§ Directions for this task: Transcribe the entries below word for word, starting at the very first line and ending at the line that contains "pixel 18 60", with that line included. Leave the pictures out of your copy.

§ Recorded information:
>>
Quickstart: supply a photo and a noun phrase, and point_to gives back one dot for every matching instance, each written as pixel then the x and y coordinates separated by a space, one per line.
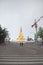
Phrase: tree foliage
pixel 39 34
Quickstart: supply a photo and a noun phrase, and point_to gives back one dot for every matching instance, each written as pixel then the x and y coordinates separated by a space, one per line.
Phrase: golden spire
pixel 20 37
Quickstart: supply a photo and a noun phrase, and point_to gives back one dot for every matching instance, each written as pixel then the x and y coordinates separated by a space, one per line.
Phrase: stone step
pixel 18 60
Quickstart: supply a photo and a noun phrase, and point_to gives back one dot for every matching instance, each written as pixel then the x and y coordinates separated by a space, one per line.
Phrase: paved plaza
pixel 14 54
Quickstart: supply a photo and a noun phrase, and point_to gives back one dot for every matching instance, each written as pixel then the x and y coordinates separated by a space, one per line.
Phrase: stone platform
pixel 14 54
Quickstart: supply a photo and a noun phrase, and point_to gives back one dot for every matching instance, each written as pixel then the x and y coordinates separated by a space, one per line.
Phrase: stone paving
pixel 14 54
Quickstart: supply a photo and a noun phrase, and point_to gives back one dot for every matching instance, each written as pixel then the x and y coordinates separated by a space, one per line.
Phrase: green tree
pixel 3 34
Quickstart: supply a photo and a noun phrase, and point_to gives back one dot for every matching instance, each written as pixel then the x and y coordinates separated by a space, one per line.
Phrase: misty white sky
pixel 17 13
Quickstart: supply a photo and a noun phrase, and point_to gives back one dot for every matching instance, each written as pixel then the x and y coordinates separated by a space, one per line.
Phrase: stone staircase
pixel 20 60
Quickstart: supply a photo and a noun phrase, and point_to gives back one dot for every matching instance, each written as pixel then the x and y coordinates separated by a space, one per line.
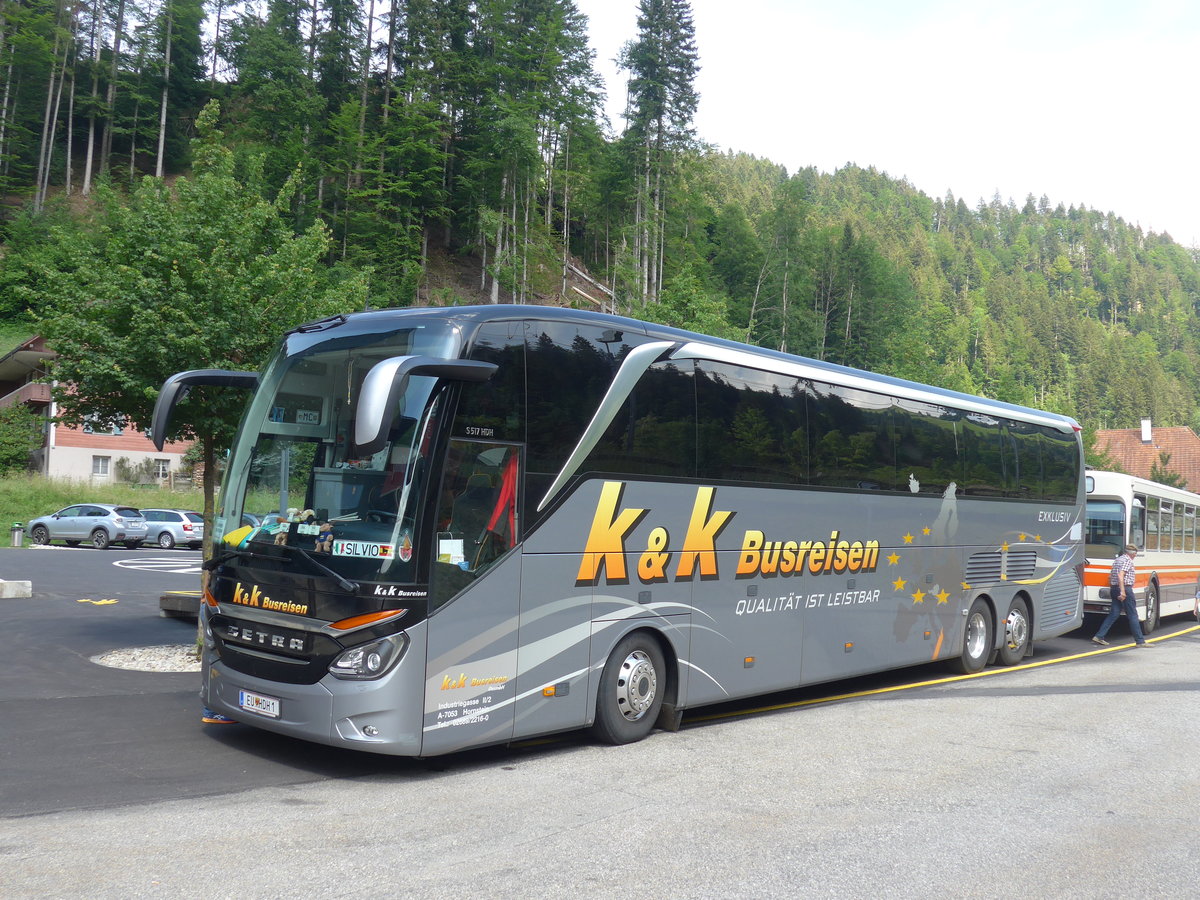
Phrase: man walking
pixel 1121 591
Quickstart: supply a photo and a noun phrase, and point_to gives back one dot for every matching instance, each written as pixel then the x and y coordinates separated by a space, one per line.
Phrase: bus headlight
pixel 370 660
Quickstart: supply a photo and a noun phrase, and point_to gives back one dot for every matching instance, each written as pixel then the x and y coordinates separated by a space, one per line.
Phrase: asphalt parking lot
pixel 1067 778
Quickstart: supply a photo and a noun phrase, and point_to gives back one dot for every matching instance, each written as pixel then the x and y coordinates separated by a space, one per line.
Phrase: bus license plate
pixel 258 703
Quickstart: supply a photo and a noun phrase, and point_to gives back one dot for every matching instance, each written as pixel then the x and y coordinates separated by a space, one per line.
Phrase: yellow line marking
pixel 948 679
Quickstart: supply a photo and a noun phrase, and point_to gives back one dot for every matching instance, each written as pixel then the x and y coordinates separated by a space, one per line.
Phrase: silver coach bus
pixel 505 521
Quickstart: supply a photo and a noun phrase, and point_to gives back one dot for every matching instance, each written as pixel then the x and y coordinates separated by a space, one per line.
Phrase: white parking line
pixel 159 564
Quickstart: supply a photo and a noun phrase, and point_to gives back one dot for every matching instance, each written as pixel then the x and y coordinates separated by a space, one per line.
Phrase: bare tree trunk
pixel 166 89
pixel 95 99
pixel 363 96
pixel 7 88
pixel 106 151
pixel 216 43
pixel 499 244
pixel 567 205
pixel 43 149
pixel 387 95
pixel 69 173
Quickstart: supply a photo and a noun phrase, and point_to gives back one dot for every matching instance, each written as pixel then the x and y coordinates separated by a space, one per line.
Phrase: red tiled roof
pixel 1126 447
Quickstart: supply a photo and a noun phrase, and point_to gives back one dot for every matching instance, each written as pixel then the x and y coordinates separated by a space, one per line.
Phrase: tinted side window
pixel 569 369
pixel 851 439
pixel 929 441
pixel 1026 443
pixel 495 409
pixel 1060 466
pixel 654 433
pixel 985 467
pixel 751 425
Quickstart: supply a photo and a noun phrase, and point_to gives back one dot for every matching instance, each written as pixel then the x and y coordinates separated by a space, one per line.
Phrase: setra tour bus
pixel 1161 521
pixel 498 522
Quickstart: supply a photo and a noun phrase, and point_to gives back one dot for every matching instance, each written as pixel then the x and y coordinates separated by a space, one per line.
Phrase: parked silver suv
pixel 102 523
pixel 168 527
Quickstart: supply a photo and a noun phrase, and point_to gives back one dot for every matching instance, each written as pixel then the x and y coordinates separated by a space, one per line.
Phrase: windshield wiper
pixel 243 553
pixel 343 583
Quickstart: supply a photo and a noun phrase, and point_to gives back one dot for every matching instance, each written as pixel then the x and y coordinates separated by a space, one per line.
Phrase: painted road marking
pixel 159 564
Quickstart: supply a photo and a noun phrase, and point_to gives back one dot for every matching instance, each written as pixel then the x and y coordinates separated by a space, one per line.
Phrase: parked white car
pixel 168 527
pixel 101 523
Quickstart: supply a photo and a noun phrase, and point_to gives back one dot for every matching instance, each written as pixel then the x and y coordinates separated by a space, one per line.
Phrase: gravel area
pixel 169 658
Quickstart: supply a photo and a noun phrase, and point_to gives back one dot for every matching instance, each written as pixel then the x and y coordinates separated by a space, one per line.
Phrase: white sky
pixel 1091 102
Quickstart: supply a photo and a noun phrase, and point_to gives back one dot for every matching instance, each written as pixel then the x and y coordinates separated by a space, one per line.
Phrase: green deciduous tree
pixel 207 274
pixel 21 435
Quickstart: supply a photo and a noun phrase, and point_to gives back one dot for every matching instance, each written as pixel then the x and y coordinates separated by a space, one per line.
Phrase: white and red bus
pixel 1161 521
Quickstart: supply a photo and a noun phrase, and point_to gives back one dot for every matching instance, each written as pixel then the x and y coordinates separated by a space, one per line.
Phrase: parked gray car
pixel 101 523
pixel 168 527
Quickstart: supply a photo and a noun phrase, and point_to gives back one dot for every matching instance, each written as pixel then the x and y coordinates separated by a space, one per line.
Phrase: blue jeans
pixel 1131 609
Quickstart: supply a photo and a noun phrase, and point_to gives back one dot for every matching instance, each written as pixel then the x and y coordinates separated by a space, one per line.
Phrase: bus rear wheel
pixel 1017 633
pixel 631 690
pixel 977 640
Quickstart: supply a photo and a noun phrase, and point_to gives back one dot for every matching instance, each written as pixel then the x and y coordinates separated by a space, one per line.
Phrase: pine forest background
pixel 453 151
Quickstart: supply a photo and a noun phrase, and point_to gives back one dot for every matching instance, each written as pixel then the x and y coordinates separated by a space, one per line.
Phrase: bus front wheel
pixel 1151 622
pixel 1017 633
pixel 631 690
pixel 977 640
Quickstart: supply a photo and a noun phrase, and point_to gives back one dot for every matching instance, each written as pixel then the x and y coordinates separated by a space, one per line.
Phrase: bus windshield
pixel 301 492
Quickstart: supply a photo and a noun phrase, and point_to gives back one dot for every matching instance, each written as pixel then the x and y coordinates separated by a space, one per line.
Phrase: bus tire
pixel 1152 609
pixel 1018 633
pixel 631 689
pixel 977 639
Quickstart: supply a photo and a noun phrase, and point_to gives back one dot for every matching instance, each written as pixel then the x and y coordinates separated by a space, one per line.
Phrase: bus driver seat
pixel 472 508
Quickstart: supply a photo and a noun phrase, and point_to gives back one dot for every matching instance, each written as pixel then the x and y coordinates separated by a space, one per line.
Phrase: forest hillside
pixel 448 151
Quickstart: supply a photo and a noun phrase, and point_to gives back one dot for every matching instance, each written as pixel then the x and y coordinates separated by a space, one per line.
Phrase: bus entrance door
pixel 474 589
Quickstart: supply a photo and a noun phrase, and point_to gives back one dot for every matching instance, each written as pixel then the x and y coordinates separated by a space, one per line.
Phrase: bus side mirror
pixel 385 383
pixel 175 388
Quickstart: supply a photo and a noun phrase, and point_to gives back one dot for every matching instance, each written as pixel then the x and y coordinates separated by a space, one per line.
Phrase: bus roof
pixel 471 317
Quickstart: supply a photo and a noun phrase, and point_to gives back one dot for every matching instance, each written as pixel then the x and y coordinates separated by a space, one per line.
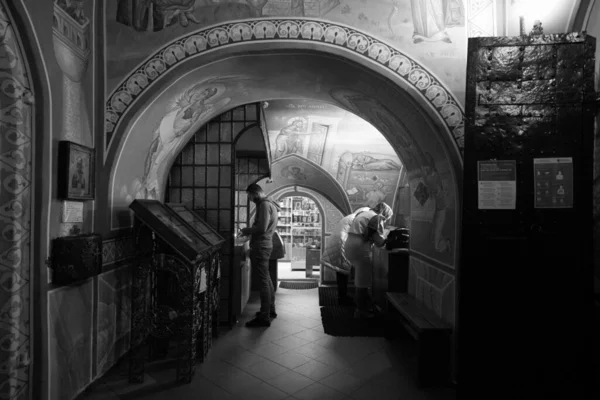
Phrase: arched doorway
pixel 302 228
pixel 408 105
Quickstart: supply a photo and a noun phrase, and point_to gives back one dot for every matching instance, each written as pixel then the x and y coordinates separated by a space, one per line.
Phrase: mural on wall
pixel 114 317
pixel 432 30
pixel 317 179
pixel 432 187
pixel 433 215
pixel 289 141
pixel 369 178
pixel 70 330
pixel 334 139
pixel 431 18
pixel 165 126
pixel 16 119
pixel 294 172
pixel 180 116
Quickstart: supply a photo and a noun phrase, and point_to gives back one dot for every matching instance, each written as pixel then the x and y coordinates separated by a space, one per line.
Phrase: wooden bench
pixel 431 333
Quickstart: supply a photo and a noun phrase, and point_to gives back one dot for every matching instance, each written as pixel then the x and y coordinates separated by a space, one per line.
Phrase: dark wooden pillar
pixel 526 270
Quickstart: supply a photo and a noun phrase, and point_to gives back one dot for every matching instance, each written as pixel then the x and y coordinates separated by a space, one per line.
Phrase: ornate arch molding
pixel 157 66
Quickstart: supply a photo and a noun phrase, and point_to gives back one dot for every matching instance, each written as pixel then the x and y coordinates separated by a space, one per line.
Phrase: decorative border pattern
pixel 16 128
pixel 283 29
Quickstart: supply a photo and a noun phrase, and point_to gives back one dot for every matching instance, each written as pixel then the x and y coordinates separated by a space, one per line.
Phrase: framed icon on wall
pixel 76 171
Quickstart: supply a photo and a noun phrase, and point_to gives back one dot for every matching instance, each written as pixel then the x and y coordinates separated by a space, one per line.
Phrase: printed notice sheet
pixel 497 182
pixel 72 212
pixel 553 179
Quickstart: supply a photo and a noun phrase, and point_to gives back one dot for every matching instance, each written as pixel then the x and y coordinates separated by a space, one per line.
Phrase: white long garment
pixel 359 251
pixel 361 222
pixel 334 255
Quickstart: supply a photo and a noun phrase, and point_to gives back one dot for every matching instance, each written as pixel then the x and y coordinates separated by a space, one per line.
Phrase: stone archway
pixel 408 113
pixel 319 199
pixel 410 73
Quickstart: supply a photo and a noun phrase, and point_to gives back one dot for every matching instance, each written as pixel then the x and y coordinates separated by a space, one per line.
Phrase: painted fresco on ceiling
pixel 181 115
pixel 335 140
pixel 295 170
pixel 169 125
pixel 431 30
pixel 432 185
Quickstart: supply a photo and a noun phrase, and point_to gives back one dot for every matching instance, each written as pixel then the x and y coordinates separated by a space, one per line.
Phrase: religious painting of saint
pixel 76 171
pixel 436 191
pixel 294 173
pixel 432 17
pixel 289 139
pixel 137 13
pixel 177 124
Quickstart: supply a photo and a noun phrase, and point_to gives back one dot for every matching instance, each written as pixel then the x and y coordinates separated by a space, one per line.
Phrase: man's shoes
pixel 345 301
pixel 362 314
pixel 272 314
pixel 258 322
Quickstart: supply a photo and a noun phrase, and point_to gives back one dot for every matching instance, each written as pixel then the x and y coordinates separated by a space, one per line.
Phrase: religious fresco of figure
pixel 369 178
pixel 432 30
pixel 431 18
pixel 290 139
pixel 184 113
pixel 181 115
pixel 294 172
pixel 433 212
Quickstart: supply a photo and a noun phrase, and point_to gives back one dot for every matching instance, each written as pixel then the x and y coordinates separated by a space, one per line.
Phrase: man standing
pixel 261 246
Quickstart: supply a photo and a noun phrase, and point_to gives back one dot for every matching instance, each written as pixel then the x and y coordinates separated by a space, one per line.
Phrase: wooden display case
pixel 175 293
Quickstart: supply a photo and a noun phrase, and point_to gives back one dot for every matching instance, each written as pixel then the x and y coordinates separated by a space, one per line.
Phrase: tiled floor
pixel 293 359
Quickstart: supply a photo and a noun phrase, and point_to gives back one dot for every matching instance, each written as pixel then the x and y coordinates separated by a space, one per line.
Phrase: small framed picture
pixel 76 171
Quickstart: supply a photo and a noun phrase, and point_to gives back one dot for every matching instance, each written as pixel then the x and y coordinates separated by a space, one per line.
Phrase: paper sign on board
pixel 72 212
pixel 553 179
pixel 497 180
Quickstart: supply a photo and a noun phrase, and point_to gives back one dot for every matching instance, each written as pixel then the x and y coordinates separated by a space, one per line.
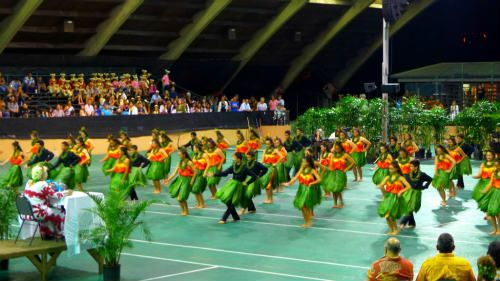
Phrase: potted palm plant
pixel 8 213
pixel 120 218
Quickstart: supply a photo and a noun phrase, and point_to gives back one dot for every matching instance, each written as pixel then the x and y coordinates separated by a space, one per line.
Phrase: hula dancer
pixel 394 147
pixel 299 154
pixel 253 189
pixel 270 159
pixel 231 193
pixel 280 166
pixel 168 147
pixel 393 205
pixel 490 201
pixel 81 169
pixel 465 166
pixel 486 170
pixel 444 164
pixel 324 159
pixel 156 172
pixel 291 146
pixel 42 156
pixel 215 160
pixel 14 177
pixel 136 177
pixel 384 161
pixel 222 142
pixel 404 160
pixel 335 179
pixel 254 142
pixel 121 170
pixel 359 154
pixel 111 156
pixel 306 197
pixel 66 174
pixel 200 162
pixel 418 181
pixel 409 144
pixel 181 187
pixel 125 139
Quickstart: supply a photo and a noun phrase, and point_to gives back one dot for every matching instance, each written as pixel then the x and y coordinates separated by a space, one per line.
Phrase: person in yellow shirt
pixel 446 266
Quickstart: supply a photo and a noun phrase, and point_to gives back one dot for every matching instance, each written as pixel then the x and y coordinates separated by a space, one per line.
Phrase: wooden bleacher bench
pixel 42 254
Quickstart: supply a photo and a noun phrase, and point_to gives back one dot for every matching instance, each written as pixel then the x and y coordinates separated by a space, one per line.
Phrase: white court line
pixel 251 254
pixel 181 273
pixel 229 267
pixel 325 228
pixel 340 220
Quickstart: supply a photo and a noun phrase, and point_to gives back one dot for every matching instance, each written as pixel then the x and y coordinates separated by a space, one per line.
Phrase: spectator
pixel 245 106
pixel 223 106
pixel 262 106
pixel 446 266
pixel 13 107
pixel 272 103
pixel 486 269
pixel 392 266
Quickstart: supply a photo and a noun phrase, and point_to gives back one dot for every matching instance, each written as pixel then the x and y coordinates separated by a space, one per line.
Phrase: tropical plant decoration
pixel 8 211
pixel 120 218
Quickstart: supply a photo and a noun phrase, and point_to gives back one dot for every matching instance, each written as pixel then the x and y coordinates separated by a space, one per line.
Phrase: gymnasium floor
pixel 271 245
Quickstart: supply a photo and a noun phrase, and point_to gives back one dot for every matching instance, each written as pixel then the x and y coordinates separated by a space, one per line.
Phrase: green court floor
pixel 271 245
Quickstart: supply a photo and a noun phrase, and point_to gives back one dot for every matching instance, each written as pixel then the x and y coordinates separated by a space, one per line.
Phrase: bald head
pixel 392 247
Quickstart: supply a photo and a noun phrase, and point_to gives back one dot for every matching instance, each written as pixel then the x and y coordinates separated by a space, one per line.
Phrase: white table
pixel 77 218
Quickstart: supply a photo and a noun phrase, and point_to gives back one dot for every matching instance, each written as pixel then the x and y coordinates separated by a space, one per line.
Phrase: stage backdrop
pixel 139 125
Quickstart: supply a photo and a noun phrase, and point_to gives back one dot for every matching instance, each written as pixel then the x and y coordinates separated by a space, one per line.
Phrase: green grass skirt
pixel 137 178
pixel 480 186
pixel 270 178
pixel 281 171
pixel 392 206
pixel 167 165
pixel 200 183
pixel 81 173
pixel 380 175
pixel 413 200
pixel 117 184
pixel 155 171
pixel 180 188
pixel 490 202
pixel 307 196
pixel 108 164
pixel 359 158
pixel 14 177
pixel 231 191
pixel 441 180
pixel 334 181
pixel 65 175
pixel 213 181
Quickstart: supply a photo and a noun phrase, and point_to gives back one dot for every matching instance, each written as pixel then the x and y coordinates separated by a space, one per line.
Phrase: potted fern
pixel 8 213
pixel 120 218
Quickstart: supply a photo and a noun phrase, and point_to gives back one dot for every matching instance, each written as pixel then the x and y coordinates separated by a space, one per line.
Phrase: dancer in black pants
pixel 231 193
pixel 413 197
pixel 254 188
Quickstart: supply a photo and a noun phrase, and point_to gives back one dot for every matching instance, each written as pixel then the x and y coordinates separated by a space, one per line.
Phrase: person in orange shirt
pixel 14 177
pixel 393 205
pixel 182 185
pixel 444 164
pixel 446 266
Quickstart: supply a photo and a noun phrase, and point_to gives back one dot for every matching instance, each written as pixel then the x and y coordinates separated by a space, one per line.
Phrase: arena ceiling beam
pixel 311 50
pixel 189 33
pixel 11 24
pixel 109 27
pixel 353 65
pixel 250 48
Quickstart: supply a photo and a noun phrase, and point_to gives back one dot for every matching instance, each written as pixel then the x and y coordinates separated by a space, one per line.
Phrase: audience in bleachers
pixel 105 94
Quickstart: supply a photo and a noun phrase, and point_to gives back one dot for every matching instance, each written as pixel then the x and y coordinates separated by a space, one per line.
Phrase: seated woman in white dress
pixel 42 197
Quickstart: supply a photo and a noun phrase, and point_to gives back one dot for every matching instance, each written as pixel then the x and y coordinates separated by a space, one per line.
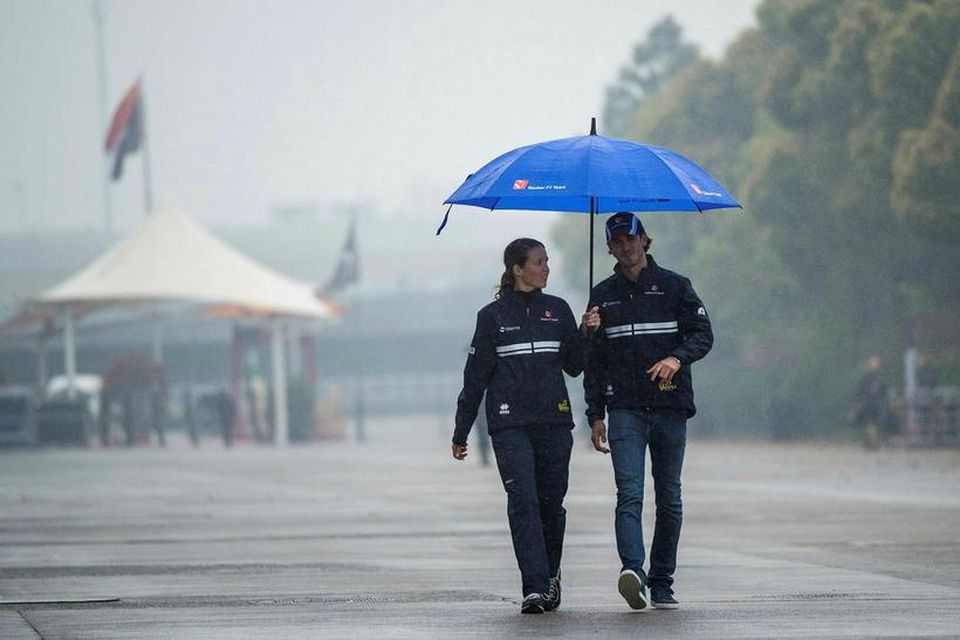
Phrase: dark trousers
pixel 630 433
pixel 534 464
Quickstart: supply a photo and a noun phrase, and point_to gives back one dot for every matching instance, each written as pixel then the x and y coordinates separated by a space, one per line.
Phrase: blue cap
pixel 623 222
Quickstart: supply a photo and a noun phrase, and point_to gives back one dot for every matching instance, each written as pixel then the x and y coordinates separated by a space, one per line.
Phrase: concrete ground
pixel 394 539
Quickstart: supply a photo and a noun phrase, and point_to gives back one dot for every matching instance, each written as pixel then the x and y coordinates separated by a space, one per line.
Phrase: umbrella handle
pixel 593 207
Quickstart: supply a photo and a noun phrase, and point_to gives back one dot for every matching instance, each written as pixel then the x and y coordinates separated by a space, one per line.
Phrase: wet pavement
pixel 394 539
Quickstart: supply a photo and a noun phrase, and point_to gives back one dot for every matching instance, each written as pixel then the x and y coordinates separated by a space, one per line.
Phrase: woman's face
pixel 533 274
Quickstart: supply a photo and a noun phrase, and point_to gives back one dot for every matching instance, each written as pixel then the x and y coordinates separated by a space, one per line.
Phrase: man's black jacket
pixel 643 322
pixel 522 344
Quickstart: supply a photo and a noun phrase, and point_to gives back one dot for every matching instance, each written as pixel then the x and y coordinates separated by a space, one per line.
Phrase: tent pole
<<
§ Completed task:
Quickstart: supply a photo and a noun phrase, and point_to gives back one dot for every matching instance, each written as pixel then the x and y coordinates separated by a space, one per line.
Phrase: tree foliage
pixel 39 34
Quickstart: supply a photo and a noun phrase, and point_to gives back one dot for every matching instance, each written as pixel then the x and y coordinates separated by a space, one per line.
Phrase: golden spire
pixel 20 37
Quickstart: supply a photo and a noun phrase, and point_to gives back one dot for every matching instance, each written as pixel then the x and y coordinates separated by a space, one per line.
Phrase: stone step
pixel 18 60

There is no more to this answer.